▸ **Task**:
List every line below that contains the word "handle".

▸ **Data**:
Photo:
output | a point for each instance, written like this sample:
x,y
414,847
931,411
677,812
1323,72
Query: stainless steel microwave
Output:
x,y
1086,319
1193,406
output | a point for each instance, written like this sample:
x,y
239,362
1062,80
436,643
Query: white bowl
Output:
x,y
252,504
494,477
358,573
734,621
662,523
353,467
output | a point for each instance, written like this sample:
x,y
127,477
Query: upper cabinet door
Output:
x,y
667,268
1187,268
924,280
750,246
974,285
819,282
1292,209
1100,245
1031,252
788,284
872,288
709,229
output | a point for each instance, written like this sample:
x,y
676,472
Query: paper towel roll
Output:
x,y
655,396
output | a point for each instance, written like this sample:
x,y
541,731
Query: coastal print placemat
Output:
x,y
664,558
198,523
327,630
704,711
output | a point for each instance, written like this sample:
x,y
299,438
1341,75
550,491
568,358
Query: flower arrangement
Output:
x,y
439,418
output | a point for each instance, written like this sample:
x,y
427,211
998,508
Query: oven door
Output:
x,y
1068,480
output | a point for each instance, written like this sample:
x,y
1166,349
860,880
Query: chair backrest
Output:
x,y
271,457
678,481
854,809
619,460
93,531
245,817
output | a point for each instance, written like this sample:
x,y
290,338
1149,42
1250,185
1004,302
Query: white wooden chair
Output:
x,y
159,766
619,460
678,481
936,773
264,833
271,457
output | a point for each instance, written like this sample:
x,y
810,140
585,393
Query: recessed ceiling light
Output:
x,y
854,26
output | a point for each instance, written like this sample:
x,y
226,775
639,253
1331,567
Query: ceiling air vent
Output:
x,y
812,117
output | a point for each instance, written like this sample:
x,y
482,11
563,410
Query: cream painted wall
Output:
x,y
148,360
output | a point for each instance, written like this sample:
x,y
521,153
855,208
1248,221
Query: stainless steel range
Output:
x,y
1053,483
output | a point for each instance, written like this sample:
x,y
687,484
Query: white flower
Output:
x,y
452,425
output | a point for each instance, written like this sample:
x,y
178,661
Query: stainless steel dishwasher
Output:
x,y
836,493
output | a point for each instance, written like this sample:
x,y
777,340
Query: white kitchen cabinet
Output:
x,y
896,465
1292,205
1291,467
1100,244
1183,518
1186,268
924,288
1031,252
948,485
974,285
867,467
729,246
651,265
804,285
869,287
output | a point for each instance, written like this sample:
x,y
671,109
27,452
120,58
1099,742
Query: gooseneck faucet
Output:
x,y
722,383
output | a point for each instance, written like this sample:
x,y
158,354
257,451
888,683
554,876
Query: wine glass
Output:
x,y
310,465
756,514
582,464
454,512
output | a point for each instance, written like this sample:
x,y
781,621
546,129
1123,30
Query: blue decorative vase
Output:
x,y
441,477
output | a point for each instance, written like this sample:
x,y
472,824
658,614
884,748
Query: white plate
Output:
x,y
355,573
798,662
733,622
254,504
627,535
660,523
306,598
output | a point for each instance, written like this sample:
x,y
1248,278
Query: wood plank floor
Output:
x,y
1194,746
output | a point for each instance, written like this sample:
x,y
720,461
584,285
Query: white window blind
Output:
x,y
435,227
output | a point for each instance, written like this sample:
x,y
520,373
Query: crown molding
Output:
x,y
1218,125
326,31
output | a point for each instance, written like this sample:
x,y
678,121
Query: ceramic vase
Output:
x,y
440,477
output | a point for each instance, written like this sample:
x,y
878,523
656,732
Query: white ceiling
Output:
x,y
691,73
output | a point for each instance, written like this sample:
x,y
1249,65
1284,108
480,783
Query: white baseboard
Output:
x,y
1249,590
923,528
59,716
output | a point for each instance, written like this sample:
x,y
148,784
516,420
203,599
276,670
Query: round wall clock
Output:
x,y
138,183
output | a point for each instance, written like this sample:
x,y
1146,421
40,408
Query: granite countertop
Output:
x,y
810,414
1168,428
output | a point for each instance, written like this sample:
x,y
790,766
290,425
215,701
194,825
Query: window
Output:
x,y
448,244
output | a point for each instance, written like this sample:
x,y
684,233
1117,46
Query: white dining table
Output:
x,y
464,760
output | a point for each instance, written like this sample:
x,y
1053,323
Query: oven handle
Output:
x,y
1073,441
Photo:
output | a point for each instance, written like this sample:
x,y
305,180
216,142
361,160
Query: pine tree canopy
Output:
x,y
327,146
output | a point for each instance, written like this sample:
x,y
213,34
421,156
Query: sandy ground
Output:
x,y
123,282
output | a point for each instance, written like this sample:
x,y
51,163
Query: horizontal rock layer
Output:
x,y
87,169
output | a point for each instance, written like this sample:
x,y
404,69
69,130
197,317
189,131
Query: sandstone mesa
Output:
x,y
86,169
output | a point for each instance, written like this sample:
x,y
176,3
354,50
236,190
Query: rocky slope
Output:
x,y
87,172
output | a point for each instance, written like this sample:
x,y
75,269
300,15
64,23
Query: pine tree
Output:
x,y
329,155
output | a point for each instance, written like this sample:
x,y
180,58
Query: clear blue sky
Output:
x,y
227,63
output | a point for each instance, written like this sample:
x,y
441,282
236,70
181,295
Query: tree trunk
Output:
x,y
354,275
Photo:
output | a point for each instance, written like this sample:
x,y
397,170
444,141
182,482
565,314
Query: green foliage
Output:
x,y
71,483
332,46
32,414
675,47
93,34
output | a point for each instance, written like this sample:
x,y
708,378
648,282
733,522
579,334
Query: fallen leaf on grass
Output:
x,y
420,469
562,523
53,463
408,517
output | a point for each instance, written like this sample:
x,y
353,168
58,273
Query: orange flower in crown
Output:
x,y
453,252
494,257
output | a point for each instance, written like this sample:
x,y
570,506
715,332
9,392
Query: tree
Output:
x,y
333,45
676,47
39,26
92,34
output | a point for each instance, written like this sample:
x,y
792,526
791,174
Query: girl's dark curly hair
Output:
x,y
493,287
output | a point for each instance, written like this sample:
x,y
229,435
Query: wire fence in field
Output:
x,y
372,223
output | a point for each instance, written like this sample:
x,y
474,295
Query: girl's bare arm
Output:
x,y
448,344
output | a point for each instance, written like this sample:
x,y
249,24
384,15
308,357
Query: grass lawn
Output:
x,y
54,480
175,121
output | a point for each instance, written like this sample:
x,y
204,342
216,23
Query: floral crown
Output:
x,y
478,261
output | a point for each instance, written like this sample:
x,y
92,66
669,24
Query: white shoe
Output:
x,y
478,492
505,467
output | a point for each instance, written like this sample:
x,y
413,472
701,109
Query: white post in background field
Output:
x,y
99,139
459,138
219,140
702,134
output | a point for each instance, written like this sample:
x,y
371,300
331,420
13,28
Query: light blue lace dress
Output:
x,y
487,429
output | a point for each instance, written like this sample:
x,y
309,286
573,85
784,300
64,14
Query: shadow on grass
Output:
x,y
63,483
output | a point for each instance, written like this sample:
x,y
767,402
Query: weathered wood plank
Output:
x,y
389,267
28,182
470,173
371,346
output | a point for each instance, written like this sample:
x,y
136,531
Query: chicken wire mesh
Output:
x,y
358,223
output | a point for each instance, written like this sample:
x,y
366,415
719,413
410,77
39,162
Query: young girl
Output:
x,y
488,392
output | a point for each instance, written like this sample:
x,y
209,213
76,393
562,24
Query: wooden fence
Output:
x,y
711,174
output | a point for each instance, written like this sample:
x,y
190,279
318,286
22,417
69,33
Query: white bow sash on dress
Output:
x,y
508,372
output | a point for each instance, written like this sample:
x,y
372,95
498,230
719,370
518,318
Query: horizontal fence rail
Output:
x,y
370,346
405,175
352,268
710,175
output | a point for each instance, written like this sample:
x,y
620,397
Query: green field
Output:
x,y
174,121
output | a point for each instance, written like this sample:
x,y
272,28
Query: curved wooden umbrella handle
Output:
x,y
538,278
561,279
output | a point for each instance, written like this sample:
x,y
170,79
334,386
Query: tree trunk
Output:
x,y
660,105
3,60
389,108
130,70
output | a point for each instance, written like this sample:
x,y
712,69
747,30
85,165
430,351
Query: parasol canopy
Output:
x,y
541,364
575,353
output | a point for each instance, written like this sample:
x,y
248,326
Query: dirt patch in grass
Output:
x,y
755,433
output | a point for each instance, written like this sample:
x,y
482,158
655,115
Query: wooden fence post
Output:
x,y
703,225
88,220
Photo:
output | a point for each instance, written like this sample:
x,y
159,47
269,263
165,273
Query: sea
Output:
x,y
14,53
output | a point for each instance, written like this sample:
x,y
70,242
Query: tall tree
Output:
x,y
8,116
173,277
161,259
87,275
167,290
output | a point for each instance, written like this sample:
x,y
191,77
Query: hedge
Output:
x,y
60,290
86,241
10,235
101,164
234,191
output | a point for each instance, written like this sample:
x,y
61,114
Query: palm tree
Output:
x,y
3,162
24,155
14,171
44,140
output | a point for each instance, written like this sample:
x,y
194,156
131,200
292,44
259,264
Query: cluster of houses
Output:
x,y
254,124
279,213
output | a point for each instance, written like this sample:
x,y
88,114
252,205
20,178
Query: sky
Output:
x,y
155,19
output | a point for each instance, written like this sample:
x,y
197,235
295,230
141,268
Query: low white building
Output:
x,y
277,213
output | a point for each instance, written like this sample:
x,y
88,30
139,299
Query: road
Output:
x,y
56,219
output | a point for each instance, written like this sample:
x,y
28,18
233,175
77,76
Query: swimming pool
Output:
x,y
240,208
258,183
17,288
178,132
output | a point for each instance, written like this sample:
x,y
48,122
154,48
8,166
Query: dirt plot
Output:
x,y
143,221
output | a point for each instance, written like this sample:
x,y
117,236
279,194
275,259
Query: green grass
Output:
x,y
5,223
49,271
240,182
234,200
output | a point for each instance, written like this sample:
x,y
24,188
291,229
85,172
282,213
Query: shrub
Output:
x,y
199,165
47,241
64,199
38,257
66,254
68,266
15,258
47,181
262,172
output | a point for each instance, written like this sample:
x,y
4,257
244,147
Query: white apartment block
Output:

▸ **In response**:
Query: oven handle
Query: curved wooden umbrella handle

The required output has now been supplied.